Requisitos do exercício:
A. Você consegue duplicar, sem nenhuma alteração, o trecho do texto sobre a América Latina que vai de "CATEGORIAS: Boletim IPPUR, Destaques, Notícia" até "(PQ 2 CNPq)"?
B. Quais movimentos de reorganização territorial das cadeias produtivas e de fornecimento são nomeados no texto sobre a América Latina?
═════ Texto para leitura ═════
Publicado em 15/12/2025

CATEGORIAS: Boletim IPPUR, Destaques, Notícia PPGPUR, Notícias, Notícias IPPUR

Boletim nº 92, 15 de dezembro de 2025

 

Hipólita Siqueira
Professora Associada (IPPUR/UFRJ)
Bolsista Produtividade em Pesquisa (PQ 2 CNPq)
hipolitaufrj@gmail.com

 

Foto: Fabio Rodrigues-Pozzebom/ Agência Brasil.

Assim como no período colonial, a inserção contemporânea da América Latina nos circuitos comerciais da economia mundial tem se concentrado principalmente na exportação de bens intensivos em recursos naturais. O superciclo dos preços das commodities no início deste século, impulsionado em grande parte pela crescente demanda da China e pelo processo de financeirização, refletiu-se em um aumento significativo das exportações latino-americanas de commodities minerais, agrícolas e energéticas (Michelotti; Siqueira, 2019). A intensificação da (re)especialização em bens primários e de baixa complexidade tecnológica vem inspirando vários estudos, sob distintas matrizes teóricas, acerca da reprimarização e do extrativismo. Além da continuidade histórica da dependência financeira e tecnológica desses países, também seria possível observar o desenho de uma nova divisão ecológica internacional do trabalho, marcada pela “ecodependência” (Acselrad, 2023).

Recentemente, tornou-se importante atualizar essa discussão à luz dos desafios à humanidade impostos pela conjuntura global de policrises e transições em várias dimensões. Isso ocorre no âmbito de um sistema econômico financeirizado, articulado a uma conjuntura geoeconômica e geopolítica marcada por rupturas advindas da nova corrida tecnológica da quarta revolução industrial, da chamada “transição energética”, das políticas de descarbonização e das disputas por recursos naturais “críticos e estratégicos”. Esses últimos, importantes para o suprimento de setores estratégicos, pela sua aplicação em produtos e processos de alta tecnologia, pela geração de superávit comercial ou ainda por questões de defesa e segurança nacional. Por outro lado, com a retomada de políticas industriais pelos países centrais, articuladas a políticas de desenvolvimento regional (place-based), vêm se conformando possibilidades de reorganização territorial das cadeias produtivas e de fornecimento por meio de movimentos conhecidos como: reshoring (trazer de volta os processos produtivos industriais para dentro das fronteiras nacionais); nearshoring (realocação de partes das cadeias produtivas para países com proximidade geográfica); friendshoring (realocação de partes das cadeias produtivas para países aliados e estratégicos); e powershoring (realocação da produção para países com matrizes energéticas de bases renováveis) (Siqueira, 2025).
═════ Dados ═════
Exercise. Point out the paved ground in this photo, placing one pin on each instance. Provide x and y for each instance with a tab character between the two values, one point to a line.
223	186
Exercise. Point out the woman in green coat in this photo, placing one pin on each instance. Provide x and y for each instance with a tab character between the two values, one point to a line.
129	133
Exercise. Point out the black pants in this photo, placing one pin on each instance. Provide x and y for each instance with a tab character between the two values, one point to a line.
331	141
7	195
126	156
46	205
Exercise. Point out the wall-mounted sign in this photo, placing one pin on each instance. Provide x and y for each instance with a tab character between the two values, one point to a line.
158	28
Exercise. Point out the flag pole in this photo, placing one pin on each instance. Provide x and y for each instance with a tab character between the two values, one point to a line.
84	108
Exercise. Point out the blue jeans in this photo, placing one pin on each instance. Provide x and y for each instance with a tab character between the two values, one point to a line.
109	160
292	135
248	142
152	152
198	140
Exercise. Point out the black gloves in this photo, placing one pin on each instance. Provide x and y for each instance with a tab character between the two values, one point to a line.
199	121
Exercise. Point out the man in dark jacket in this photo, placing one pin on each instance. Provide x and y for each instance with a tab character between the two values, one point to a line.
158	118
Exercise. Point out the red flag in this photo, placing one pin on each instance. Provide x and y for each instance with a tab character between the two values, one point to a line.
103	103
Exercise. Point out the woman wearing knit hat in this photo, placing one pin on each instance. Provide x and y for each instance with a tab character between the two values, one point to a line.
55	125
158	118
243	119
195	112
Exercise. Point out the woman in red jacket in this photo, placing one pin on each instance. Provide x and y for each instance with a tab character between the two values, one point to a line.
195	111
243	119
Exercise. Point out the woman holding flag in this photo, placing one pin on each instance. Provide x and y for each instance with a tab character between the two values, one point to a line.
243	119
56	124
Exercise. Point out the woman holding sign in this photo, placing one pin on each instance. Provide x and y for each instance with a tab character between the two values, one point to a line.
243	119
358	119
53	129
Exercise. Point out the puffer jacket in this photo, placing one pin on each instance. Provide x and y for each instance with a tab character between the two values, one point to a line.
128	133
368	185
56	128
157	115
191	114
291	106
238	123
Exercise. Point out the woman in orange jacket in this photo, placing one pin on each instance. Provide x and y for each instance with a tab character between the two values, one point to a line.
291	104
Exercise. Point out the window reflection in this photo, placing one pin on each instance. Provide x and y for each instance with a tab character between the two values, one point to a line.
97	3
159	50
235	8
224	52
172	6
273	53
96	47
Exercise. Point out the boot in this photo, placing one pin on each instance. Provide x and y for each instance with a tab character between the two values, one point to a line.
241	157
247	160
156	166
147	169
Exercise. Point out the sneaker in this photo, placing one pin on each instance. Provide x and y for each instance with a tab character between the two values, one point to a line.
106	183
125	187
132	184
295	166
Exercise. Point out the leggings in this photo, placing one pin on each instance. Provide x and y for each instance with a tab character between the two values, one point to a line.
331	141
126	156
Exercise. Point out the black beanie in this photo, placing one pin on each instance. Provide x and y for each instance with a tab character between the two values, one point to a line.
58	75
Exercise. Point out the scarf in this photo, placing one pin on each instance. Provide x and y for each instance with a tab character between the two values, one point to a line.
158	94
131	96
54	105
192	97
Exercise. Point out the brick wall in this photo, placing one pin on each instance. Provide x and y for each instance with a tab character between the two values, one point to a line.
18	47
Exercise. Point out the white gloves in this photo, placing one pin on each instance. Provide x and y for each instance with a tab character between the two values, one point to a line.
═════
Resultados por tarefa:
A.
CATEGORIAS: Boletim IPPUR, Destaques, Notícia PPGPUR, Notícias, Notícias IPPUR

Boletim nº 92, 15 de dezembro de 2025

 

Hipólita Siqueira
Professora Associada (IPPUR/UFRJ)
Bolsista Produtividade em Pesquisa (PQ 2 CNPq)

B.
reshoring
nearshoring
friendshoring
powershoring